Uma saúde indígena de qualidade e presente nos territórios. Essa é a projeção para os próximos anos de Lucas Guerra, coordenador do Distrito Sanitário Especial Indígena do Ceará (DSEI-CE), há pouco mais de sete meses no cargo. Ele é responsável por gerir iniciativas para mais de 29 mil indígenas cearenses e projeta a abertura de 12 unidades básicas de saúde para esse atendimento.
Não-indígena, Lucas foi eleito coordenador durante assembleia dos povos originários, em fevereiro deste ano, como salienta o advogado cearense Weibe Tapeba, titular da Secretaria de Saúde Indígena (Sesai) do Ministério da Saúde. Isso foi fruto da confiança conquistada ao longo de mais de 10 anos em defesa da causa indígena.
Há um ano, a política de saúde indígena estava “fragilizada” e sem investimentos, lembra o advogado. Por outro lado, já para 2024, existe a previsão de um incremento de R$900 milhões no orçamento da Secretaria, além da inclusão da saúde indígena na pauta de outros Ministérios e programas federais.
O cenário nacional também repercute no cearense. Em entrevista ao Diário do Nordeste, Lucas Guerra garantiu a disponibilidade orçamentária para a construção de 12 unidades básicas de saúde indígena, já havendo uma em construção na cidade de Crateús. Outras 10 estão com processo bem avançado, e “esperamos começar ainda neste ano de 2023”

▶ **Enunciado**
Por favor, transcreva do texto sobre a saúde indígena no Ceará o trecho que vai de "Não-indígena, Lucas foi" até "da causa indígena.". Baseie-se somente no texto sobre a saúde indígena no Ceará.

▶ **Dados de ancoragem de objetos em linguagem natural**

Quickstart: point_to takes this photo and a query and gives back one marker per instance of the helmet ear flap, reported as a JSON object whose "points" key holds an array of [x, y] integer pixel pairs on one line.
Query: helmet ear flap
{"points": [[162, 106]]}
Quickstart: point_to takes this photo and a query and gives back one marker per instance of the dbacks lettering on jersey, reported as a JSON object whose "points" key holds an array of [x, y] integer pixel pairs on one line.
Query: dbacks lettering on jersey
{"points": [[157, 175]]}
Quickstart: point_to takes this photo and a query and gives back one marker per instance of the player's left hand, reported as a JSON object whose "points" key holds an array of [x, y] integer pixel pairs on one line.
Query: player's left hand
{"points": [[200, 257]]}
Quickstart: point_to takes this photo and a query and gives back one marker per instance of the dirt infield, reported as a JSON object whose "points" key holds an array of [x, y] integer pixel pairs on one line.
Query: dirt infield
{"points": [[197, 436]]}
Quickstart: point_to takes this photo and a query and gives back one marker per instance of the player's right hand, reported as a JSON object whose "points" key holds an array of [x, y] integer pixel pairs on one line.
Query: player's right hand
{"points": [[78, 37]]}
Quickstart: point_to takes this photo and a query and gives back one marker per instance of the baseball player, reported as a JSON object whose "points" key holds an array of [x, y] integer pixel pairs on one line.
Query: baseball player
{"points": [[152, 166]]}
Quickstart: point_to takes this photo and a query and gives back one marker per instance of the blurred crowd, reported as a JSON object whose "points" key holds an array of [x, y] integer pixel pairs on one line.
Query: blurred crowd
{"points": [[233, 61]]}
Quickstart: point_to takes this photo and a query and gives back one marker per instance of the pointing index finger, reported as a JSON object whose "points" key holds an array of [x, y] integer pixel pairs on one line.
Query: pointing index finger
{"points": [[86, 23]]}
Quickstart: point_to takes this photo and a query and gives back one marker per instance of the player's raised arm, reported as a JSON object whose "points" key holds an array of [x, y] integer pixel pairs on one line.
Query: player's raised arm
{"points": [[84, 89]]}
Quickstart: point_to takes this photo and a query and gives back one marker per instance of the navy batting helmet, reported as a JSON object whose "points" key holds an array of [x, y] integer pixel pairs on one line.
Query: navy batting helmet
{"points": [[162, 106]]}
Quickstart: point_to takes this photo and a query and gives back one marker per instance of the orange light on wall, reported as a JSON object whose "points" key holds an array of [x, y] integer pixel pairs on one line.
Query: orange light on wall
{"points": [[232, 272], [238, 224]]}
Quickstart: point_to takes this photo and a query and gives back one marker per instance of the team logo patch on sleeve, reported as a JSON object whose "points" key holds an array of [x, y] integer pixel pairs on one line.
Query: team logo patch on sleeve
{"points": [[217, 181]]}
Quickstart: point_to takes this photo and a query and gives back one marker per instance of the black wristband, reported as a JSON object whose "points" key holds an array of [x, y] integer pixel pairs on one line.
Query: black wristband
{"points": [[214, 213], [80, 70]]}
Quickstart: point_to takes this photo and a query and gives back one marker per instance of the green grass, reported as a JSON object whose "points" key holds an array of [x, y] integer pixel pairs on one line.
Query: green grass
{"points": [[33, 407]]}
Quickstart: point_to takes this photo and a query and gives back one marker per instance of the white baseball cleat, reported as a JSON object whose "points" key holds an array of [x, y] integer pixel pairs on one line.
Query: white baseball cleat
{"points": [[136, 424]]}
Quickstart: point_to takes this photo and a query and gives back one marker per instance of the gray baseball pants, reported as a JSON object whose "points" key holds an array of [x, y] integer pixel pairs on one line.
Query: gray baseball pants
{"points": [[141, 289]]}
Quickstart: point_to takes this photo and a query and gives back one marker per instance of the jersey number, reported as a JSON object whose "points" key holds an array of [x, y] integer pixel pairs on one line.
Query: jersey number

▶ **Resolução**
Não-indígena, Lucas foi eleito coordenador durante assembleia dos povos originários, em fevereiro deste ano, como salienta o advogado cearense Weibe Tapeba, titular da Secretaria de Saúde Indígena (Sesai) do Ministério da Saúde. Isso foi fruto da confiança conquistada ao longo de mais de 10 anos em defesa da causa indígena.